One investment, multiple benefits.

We call this the “resilience dividend.”

Because it’s just that—a return on investment.

And it shows that by investing in resilience, communities, businesses, and cities can improve lives and assets on the front-end, and generate returns at every point in between.

For a physical example of the resilience dividend, make a visit to the Marina Barrage, a dam built across the Marina Channel in downtown Singapore. Opened in 2008, the dam does more than prevent flooding; it also provides the island’s largest catchment for freshwater, which has decreased Singapore’s dependence on importing drinking water from its neighbors. What’s more, the protected waterfront offers excellent new green space for recreational activities and scenic views.

From community interventions to multi-use infrastructure, these are two examples of how investments in flood protection can reap a resilience dividend for cities at two very different places in their development.

But flood prevention is not the only investment cities can make to reap resilience dividends.

The possibilities are as unique as the cities themselves.

Christchurch, New Zealand, is leveraging their process for rebuilding after recent earthquakes to build a more participatory democracy. Medellin, Colombia, has integrated transit systems with economic centers to help bring down crime rates.

But while there is no single template to follow to build resilience, there are five characteristics resilient cities share:

First, a resilient city is aware of its vulnerabilities and assets. It has both the willingness and the ability to assess, take in new information, and adjust to that information using monitoring and feedback loops to do real-time situational analysis.

Second, it has diverse and often redundant types of back-ups and alternatives so that if one part of the system is challenged, it can rely on another without disruption.

Third, it fosters integration by sharing information and ensuring coordinated action across all sectors of government and between government and all sectors of society, especially the private sector and citizens. The left hand knows what the right hand is doing, and they’re working together from the same playbook, towards the same goals.

Fourth, it has built the capacity for self-regulation, meaning that if one part of the system fails, the entity can be de-linked to keep the problem from spreading. This is the difference between safe failure, and failing catastrophically.

+++++

## [Objectives]
**1.** Decide whether each statement agrees with the passage on the resilience dividend. Answer yes or no and quote the deciding words. (a) The Marina Barrage opened in 2008. (b) Medellin, Colombia, is rebuilding after recent earthquakes. (c) The passage says there is a single template for building resilience.
**2.** Please translate this sentence from the passage on the resilience dividend into Spanish: "The possibilities are as unique as the cities themselves."
**3.** Write what comes next in the passage on the resilience dividend, starting after its final sentence.

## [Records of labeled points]

+++++

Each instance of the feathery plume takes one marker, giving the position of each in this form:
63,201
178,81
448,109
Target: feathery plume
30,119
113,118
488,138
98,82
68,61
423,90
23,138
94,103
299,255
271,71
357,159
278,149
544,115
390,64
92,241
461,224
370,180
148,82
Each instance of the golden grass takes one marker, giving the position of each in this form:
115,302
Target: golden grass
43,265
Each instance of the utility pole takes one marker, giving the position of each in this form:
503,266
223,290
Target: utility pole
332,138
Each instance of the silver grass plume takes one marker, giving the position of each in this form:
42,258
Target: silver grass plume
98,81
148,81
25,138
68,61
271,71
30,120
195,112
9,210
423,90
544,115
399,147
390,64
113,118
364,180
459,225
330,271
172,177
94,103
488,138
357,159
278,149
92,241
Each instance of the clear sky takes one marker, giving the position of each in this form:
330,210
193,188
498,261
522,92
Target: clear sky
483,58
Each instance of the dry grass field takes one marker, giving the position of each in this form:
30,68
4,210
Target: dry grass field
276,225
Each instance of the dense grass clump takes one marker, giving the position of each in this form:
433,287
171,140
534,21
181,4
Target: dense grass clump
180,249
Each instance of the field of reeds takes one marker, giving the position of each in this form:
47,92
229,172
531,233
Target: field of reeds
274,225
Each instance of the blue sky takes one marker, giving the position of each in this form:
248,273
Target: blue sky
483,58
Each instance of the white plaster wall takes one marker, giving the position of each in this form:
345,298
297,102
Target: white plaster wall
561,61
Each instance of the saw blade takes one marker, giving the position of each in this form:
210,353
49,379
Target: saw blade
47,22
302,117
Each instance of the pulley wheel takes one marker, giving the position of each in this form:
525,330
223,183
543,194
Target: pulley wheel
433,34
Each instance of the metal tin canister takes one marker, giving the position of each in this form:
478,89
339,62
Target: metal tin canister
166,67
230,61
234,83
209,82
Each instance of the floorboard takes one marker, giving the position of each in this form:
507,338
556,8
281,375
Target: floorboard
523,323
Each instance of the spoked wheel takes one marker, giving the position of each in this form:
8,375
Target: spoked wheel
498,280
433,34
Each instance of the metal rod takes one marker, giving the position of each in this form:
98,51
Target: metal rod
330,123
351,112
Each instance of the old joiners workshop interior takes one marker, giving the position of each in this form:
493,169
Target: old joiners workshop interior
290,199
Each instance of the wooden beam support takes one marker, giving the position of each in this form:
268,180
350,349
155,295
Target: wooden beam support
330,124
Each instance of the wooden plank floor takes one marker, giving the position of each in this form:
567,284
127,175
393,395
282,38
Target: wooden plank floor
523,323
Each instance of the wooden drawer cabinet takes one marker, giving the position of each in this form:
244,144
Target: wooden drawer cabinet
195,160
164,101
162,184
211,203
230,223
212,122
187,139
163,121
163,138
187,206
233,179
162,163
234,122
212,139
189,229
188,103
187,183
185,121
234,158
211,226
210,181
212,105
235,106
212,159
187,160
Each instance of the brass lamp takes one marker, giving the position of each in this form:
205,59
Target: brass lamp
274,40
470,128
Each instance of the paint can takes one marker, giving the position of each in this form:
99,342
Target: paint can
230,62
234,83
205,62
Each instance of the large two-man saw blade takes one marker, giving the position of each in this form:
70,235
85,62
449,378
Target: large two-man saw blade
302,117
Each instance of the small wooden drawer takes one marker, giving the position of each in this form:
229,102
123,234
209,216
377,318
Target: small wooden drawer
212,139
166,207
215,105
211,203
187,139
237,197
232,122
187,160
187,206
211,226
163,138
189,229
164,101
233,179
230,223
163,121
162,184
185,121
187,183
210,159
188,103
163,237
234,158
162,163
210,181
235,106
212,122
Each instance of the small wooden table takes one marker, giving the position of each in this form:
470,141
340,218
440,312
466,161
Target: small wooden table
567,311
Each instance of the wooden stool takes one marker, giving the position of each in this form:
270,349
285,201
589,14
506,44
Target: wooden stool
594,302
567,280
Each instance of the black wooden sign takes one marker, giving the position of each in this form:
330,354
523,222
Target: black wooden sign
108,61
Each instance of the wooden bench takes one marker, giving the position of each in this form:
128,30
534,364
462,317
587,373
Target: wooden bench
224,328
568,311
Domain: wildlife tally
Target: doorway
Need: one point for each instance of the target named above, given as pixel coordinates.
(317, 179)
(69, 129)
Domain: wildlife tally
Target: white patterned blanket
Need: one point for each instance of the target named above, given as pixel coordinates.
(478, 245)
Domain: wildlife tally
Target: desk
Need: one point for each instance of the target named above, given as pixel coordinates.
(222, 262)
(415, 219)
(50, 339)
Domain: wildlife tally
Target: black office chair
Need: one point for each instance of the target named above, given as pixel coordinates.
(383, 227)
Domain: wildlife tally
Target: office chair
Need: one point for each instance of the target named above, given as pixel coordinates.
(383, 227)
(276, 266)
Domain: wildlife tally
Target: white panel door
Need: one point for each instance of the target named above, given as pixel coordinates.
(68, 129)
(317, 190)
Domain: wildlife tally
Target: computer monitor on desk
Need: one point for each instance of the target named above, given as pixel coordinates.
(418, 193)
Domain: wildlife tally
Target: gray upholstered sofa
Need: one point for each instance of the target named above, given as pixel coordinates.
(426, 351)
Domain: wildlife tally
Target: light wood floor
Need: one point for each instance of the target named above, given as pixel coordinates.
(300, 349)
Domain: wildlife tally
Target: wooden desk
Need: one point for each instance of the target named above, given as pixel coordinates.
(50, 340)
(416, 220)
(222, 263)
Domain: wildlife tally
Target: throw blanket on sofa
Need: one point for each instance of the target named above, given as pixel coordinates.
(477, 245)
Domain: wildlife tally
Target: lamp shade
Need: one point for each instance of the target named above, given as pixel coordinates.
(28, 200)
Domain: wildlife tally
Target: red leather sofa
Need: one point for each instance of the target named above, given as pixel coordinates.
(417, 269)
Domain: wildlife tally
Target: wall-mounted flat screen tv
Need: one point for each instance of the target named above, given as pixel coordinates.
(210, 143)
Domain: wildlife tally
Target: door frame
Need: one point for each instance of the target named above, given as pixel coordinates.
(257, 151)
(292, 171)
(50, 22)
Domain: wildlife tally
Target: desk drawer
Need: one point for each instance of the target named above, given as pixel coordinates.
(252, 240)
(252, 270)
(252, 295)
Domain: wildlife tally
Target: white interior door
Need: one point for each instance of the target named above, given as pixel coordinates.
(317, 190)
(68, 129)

+++++

## [Results of the exercise]
**1.**
(a) Yes: "Opened in 2008, the dam does more than prevent flooding"
(b) No: "Christchurch, New Zealand, is leveraging their process for rebuilding after recent earthquakes"
(c) No: "there is no single template to follow to build resilience"

**2.** Las posibilidades son tan únicas como las propias ciudades.

**3.**
Finally, a resilient city is adaptive. It has the capacity to adjust to changing circumstances by developing new plans, taking new actions, or modifying past behaviors. The entity is flexible, it bends, rather than breaks.

These five characteristics are as equally important for businesses to succeed in the 21st Century.

According to data to be unveiled by the Economist Intelligence Unit later today, business leaders are increasingly seeing the benefits of investing in resilience, including greater competitiveness, stronger reputations, and the increased productivity and health of workers.

That’s the resilience dividend.

Businesses can generate these dividends in at least three ways:

First, by taking steps to build their own resilience.

There are lessons to learn from Toyota Motor Corporation.

Before the Japanese earthquake in 2011, the automaker had learned from past crises and established disaster response taskforces in every operation unit. In addition to disaster planning, the leadership had taken care to build the kind of culture that empowered its employees and its suppliers to gather and share information, make quick decisions, and do what needed to be done to get parts ready to deliver cars to customers—during good times and in times of crisis.

These critical investments contributed to Toyota rising to the number one car manufacturer in the world before the earthquake, and it’s what allowed the company to regain that position two years later, while the rest of Japan is still slowly struggling to recover.

That’s the resilience dividend.

Second, the private sector can reap the resilience dividend by developing and manufacturing products and services necessary for building resilience. Later today, we’ll introduce you to some of our platform partners who are making their services and technologies available to our 100 Resilient Cities, from technology that allows cities to map vulnerabilities to services that help cities determine where to focus their limited financing resources.

Palantir, a data analysis software company, is one such partner. In disaster situations, Palantir’s applications provide responders with updated information to know where help and resources are most needed. This has enabled more responsive and coordinated disaster efforts in the aftermath of both Super Typhoon Haiyan and Superstorm Sandy—two very different events. Now cities are looking to Palantir’s technology both to help manage information in times of crisis, but also in times of calm.

That’s the resilience dividend.

Indeed, resilience provides a new market opportunity for business to innovate products and solutions with a growing set of prospective customers—households, communities, and cities the world over.

A third way the private sector can achieve resilience dividends—for themselves and others—is by integrating into the resilience planning of the communities where they operate.

In Bogota, Colombia, global brewing and beverage company SABMiller, found that the cost of water from the local utility was rising precipitously.

The culprit? Upstream, dairy farmers were clearing land for their cows to graze. And as a result, loads of sediment was traveling downstream, disrupting the water supply.

The situation could easily have led to a crisis and the potential loss of a major local business for Bogota.

But instead, SABMiller joined with the water utility and the Nature Conservancy to support the dairy farmers in adopting new practices, for example: purchasing higher-producing cows, keeping smaller herds, and protecting vegetation on the riverbanks.

Through this investment in watershed protection, the water utility saved $4 million a year, and SABMiller cut costs on water purchases.

But that wasn’t all.

With better practices, the dairy farmers increased their own efficiency.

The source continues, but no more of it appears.